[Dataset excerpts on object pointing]
[start]

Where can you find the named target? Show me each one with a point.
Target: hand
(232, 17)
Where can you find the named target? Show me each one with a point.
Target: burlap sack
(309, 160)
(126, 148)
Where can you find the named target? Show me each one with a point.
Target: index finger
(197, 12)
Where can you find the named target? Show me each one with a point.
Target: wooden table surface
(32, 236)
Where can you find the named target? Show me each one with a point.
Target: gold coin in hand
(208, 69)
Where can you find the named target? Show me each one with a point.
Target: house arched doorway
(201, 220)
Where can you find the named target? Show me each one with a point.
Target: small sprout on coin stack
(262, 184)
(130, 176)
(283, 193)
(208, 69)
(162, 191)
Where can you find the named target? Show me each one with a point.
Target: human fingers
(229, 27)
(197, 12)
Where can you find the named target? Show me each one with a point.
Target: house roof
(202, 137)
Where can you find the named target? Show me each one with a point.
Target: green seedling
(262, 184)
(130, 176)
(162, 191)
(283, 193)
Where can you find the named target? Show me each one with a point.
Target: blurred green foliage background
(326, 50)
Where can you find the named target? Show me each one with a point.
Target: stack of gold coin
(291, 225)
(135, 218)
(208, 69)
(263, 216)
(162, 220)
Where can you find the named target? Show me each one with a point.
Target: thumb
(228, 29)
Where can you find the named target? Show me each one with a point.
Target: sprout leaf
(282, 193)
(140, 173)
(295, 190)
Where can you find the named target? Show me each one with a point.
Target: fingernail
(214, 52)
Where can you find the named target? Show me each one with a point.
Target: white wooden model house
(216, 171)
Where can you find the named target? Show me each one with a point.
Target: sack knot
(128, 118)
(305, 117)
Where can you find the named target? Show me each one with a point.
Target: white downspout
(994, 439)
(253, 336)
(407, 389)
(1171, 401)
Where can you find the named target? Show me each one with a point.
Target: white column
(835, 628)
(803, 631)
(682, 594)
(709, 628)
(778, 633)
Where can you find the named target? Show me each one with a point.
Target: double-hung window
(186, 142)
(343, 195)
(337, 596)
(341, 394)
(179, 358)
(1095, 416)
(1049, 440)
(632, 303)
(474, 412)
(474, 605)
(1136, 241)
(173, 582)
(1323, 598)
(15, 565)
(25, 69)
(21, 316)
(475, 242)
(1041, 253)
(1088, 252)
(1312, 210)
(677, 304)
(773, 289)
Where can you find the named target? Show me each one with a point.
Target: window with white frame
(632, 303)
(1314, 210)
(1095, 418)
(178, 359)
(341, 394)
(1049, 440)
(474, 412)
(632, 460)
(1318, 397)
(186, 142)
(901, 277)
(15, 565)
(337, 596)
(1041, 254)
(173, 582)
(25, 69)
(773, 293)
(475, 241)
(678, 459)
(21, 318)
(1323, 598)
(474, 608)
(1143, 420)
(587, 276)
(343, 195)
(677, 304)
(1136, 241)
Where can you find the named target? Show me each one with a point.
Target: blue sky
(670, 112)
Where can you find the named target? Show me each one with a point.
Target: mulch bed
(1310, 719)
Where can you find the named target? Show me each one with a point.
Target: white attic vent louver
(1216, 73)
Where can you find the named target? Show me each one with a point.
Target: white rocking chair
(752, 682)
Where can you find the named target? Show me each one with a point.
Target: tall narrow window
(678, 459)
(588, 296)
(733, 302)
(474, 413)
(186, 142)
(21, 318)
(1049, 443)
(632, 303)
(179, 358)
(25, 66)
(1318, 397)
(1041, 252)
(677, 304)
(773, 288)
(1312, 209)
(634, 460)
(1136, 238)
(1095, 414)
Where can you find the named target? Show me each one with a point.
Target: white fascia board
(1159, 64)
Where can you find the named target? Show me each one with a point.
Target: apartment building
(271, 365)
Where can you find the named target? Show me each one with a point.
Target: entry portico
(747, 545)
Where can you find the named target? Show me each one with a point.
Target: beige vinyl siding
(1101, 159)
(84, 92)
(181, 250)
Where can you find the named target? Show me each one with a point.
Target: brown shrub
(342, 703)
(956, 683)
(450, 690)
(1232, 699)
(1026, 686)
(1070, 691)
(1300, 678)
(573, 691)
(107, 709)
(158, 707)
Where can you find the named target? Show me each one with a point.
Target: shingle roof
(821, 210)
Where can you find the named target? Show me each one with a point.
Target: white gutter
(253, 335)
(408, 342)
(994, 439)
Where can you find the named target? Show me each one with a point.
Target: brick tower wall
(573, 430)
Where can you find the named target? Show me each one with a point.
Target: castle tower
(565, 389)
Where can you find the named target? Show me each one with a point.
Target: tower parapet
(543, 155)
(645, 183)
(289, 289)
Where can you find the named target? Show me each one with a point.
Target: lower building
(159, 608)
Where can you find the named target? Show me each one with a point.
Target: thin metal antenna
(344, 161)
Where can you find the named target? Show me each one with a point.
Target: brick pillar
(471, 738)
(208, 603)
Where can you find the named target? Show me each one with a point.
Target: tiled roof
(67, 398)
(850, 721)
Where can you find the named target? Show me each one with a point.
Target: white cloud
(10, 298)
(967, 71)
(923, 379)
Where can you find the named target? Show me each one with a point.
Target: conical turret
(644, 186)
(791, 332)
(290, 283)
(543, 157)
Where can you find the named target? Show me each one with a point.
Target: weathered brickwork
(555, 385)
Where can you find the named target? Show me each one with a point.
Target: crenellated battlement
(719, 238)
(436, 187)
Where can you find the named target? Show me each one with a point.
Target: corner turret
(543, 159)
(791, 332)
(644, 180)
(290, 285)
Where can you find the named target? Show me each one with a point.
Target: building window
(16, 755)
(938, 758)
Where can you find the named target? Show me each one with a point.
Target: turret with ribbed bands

[end]

# Job:
All records above must be set down exactly, please.

# The result:
Where can you find the named target? Show me each one with a point.
Target: hand
(232, 17)
Where can you find the named target? Show me each one with a point.
Target: burlap sack
(309, 160)
(126, 148)
Where can you find the named target? Show me each one with a point.
Target: index finger
(197, 12)
Where can you find the named target? Show me each one with a point.
Target: wooden table surface
(32, 236)
Where can you find the named target? Show me each one with a point.
Target: gold coin in hand
(208, 69)
Where can you find the named target? Show me each one with a point.
Target: house arched doorway
(201, 220)
Where can you find the named target? Show me each one with a point.
Target: small sprout on coin stack
(262, 184)
(130, 176)
(283, 193)
(208, 69)
(162, 191)
Where can you find the named target? Show me each one with a point.
Target: human fingers
(229, 27)
(197, 12)
Where can you find the named target? Show me each one with a point.
Target: house roof
(202, 137)
Where can you find the named target? Show me each one with a point.
Target: green seedling
(262, 184)
(130, 176)
(162, 191)
(283, 193)
Where can you find the named target? Show me each one with a point.
Target: blurred green foliage background
(326, 50)
Where can you find the named target? Show me each one with a point.
Target: stack of gold coin
(291, 225)
(135, 218)
(208, 69)
(263, 216)
(162, 220)
Where can you find the named target? Show me each one with a point.
Target: thumb
(228, 29)
Where can you find the named target? Show me each one with a point.
Target: sprout leaf
(282, 193)
(140, 173)
(295, 190)
Where can you find the named target? Show me each one with a point.
Target: fingernail
(214, 52)
Where can you find the named target? Show me each one with a point.
Target: white wooden model house
(216, 171)
Where can you find the named target? Show me each one with a point.
Target: sack knot
(128, 118)
(305, 117)
Where can you find the named target? Show me each one with a point.
Target: white downspout
(994, 439)
(253, 336)
(407, 389)
(1171, 401)
Where can you find the named target? Show me each one with a point.
Target: white column
(835, 628)
(803, 631)
(682, 594)
(709, 628)
(778, 633)
Where can you find the named target? Show me each one with a point.
Target: double-hung window
(186, 142)
(343, 195)
(337, 596)
(341, 394)
(179, 358)
(1095, 416)
(1049, 440)
(632, 303)
(474, 412)
(474, 605)
(1136, 241)
(173, 582)
(1323, 598)
(15, 565)
(25, 69)
(21, 316)
(475, 242)
(1041, 253)
(1088, 252)
(1312, 210)
(677, 304)
(773, 289)
Where can you find the named target? Show me each one with a point.
Target: window with white frame
(632, 303)
(1314, 210)
(1095, 418)
(178, 359)
(341, 394)
(1049, 440)
(474, 412)
(632, 460)
(1318, 397)
(186, 142)
(901, 277)
(15, 565)
(337, 596)
(1041, 254)
(173, 582)
(25, 69)
(773, 293)
(475, 241)
(678, 459)
(21, 318)
(1323, 598)
(474, 608)
(1143, 420)
(587, 276)
(343, 195)
(677, 304)
(1136, 241)
Where can you find the named target? Show me each one with a point.
Target: blue sky
(670, 112)
Where can you find the named target? Show me each one with a point.
Target: mulch bed
(1310, 719)
Where can you find the named target? Show me each one with a point.
Target: white attic vent louver
(1216, 73)
Where can you find the named target? Show me each one with a point.
Target: white rocking chair
(752, 682)
Where can you find the named target? Show me each one with a point.
Target: tall narrow window
(678, 459)
(588, 296)
(733, 302)
(474, 413)
(186, 142)
(21, 318)
(1049, 443)
(632, 303)
(179, 358)
(25, 66)
(1318, 397)
(1041, 252)
(677, 304)
(773, 288)
(1312, 209)
(634, 460)
(1136, 238)
(1095, 414)
Where can you find the named target? Show me each one with a point.
Target: white fascia board
(1159, 64)
Where can you find the named target? Show me each one with a point.
Target: apartment building
(271, 365)
Where can you find the named target? Show me each one with a point.
Target: entry portico
(747, 545)
Where can you find the named target? Show me each one with a point.
Target: beige vinyl siding
(1101, 159)
(84, 92)
(181, 250)
Where can you find the named target? Show me each one with a point.
Target: brown shrub
(342, 703)
(956, 683)
(450, 690)
(1232, 699)
(1026, 686)
(1070, 691)
(1300, 678)
(573, 691)
(107, 709)
(158, 707)
Where can you find the named target? Show me each one with a point.
Target: shingle roof
(821, 210)
Where can you find the named target? Show me each one with a point.
Target: white gutter
(253, 335)
(408, 342)
(994, 439)
Where can you find the named target? Show me each one with a point.
Target: brick tower wall
(573, 430)
Where can you find the named target? Show me each one with a point.
Target: castle tower
(565, 389)
Where can you find the named target? Show me each one with a point.
Target: tower parapet
(543, 155)
(645, 183)
(289, 289)
Where can you find the named target? Show me each one with a point.
Target: lower building
(159, 608)
Where can you find the named target? Show me each one with a point.
Target: thin metal antenna
(344, 161)
Where can you find the named target? Show me each one with a point.
Target: brick pillar
(471, 738)
(208, 603)
Where can you find the named target? Show me each one with a point.
Target: tiled roof
(67, 398)
(850, 721)
Where can you find the named target? Show me each one with a point.
Target: white cloud
(10, 298)
(967, 71)
(923, 379)
Where can you find the named target? Show me each one with a point.
Target: conical turret
(644, 186)
(791, 332)
(290, 283)
(543, 157)
Where can you find the named target? Show me each one with a point.
Target: weathered brickwork
(555, 385)
Where can you find the named target? Show me each one with a point.
Target: crenellated battlement
(719, 238)
(436, 187)
Where can you find the named target? Show me each one with a point.
Target: corner turret
(543, 159)
(791, 332)
(644, 180)
(290, 285)
Where can you find the named target? Show me each one with a point.
Target: building window
(16, 755)
(938, 758)
Where can you find the named target? Show me each one with a point.
Target: turret with ribbed bands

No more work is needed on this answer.